_What is required:_
Take the line with "# test: pointer drops one pin on the horizon" and every line after it in the data. Transcribe them exactly, through the last.

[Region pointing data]
· · · · ·
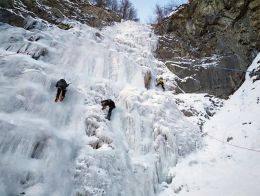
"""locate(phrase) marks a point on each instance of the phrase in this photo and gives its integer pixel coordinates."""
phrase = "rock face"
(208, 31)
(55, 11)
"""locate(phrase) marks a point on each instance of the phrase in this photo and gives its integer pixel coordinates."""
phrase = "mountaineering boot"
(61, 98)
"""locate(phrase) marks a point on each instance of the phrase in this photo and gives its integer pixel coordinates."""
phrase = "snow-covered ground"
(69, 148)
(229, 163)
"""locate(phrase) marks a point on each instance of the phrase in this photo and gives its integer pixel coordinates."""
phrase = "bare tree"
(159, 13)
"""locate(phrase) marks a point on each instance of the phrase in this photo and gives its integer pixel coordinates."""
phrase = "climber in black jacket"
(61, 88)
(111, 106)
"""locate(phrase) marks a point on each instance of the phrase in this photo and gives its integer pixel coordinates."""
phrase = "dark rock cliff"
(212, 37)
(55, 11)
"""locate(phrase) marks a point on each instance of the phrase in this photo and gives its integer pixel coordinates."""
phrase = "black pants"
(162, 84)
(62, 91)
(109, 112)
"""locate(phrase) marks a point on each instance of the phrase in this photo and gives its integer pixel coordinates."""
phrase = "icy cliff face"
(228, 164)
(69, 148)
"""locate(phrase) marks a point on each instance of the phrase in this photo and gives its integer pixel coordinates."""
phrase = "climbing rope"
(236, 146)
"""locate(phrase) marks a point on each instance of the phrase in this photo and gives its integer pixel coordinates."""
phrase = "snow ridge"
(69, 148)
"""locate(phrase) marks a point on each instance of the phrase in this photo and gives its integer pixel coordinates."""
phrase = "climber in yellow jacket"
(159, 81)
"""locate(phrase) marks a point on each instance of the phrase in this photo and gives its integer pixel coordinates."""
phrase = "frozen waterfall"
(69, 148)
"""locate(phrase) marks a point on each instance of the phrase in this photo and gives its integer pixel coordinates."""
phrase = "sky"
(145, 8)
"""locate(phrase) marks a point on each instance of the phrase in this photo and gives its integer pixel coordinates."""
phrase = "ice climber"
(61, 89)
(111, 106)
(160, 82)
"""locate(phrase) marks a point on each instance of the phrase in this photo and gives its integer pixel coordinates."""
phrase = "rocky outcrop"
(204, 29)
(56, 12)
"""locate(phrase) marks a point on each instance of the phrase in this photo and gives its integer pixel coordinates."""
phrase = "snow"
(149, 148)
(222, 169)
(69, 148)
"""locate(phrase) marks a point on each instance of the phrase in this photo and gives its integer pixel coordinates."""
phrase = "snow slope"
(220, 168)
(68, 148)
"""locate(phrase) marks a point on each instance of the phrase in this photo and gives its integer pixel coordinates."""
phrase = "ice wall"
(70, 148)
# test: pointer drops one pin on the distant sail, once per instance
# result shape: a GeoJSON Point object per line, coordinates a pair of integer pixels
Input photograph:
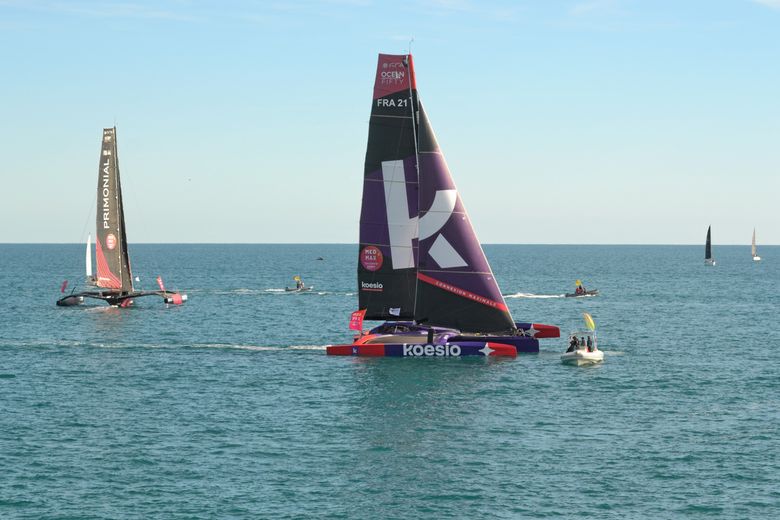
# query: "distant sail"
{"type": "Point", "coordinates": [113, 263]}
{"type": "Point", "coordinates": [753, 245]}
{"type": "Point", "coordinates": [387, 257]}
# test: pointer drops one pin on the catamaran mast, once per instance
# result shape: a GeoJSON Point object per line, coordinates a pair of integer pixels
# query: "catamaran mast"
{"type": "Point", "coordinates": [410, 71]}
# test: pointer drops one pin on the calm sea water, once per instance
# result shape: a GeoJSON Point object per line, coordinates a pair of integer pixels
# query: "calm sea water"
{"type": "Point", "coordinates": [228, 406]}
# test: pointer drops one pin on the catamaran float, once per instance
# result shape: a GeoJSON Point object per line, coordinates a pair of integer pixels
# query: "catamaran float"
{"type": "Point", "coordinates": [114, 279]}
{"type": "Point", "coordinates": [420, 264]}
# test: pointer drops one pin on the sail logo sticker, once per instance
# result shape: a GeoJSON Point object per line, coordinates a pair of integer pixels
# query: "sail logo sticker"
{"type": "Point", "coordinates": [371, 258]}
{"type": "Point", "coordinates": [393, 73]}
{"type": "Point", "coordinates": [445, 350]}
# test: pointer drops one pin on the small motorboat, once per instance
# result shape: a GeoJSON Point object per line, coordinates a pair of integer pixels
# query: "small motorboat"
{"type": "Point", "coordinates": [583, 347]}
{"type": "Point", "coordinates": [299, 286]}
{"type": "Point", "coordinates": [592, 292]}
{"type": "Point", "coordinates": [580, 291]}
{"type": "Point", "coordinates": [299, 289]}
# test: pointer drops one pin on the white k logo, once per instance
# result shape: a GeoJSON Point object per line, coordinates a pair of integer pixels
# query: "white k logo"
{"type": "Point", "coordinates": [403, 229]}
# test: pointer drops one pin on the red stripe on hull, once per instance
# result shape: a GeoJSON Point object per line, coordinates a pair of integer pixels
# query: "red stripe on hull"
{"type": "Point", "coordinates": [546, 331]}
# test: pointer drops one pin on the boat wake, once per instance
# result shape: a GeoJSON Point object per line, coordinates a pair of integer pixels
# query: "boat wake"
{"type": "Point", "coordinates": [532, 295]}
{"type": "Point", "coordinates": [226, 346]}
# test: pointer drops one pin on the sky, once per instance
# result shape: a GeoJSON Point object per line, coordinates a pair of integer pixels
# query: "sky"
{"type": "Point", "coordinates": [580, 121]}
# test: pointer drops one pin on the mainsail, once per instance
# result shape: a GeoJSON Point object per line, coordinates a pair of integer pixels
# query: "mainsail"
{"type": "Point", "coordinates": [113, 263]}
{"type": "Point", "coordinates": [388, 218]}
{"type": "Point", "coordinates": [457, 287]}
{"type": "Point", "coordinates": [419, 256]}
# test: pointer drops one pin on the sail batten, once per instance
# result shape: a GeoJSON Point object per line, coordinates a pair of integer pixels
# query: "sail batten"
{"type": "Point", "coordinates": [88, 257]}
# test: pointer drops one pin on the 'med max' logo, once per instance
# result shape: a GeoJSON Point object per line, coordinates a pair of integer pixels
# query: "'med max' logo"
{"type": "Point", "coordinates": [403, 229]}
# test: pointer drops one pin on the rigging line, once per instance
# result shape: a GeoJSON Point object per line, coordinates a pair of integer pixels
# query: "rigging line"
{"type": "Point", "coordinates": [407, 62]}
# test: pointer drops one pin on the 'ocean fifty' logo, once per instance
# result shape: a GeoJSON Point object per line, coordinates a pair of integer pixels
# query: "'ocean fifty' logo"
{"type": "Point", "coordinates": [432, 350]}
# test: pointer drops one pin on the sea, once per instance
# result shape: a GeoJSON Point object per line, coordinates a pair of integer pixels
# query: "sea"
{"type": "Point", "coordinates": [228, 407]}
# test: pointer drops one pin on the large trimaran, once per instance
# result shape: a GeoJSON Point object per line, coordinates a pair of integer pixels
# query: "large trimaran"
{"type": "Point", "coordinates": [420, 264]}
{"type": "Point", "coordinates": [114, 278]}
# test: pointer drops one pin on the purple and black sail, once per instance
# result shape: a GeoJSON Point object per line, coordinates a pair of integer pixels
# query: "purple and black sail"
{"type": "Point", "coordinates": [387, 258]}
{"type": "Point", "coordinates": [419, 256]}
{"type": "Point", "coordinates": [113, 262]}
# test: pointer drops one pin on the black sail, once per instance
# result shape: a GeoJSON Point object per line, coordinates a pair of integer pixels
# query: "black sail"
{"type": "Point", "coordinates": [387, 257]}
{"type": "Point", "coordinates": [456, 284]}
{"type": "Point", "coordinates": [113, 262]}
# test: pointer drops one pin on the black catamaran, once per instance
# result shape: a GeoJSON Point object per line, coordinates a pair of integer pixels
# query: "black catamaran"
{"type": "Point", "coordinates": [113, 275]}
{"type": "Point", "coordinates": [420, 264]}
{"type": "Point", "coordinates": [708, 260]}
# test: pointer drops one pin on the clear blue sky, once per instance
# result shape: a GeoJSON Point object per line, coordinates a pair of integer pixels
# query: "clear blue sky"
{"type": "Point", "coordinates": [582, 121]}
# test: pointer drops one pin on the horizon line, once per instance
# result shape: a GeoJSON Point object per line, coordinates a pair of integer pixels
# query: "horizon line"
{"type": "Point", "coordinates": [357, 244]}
· · · · ·
_Answer to this exercise:_
# test: pointer drops one pin on the horizon line, once per instance
# result shape: a GeoJSON Point object per line, coordinates a pair of integer pixels
# query: "horizon line"
{"type": "Point", "coordinates": [357, 244]}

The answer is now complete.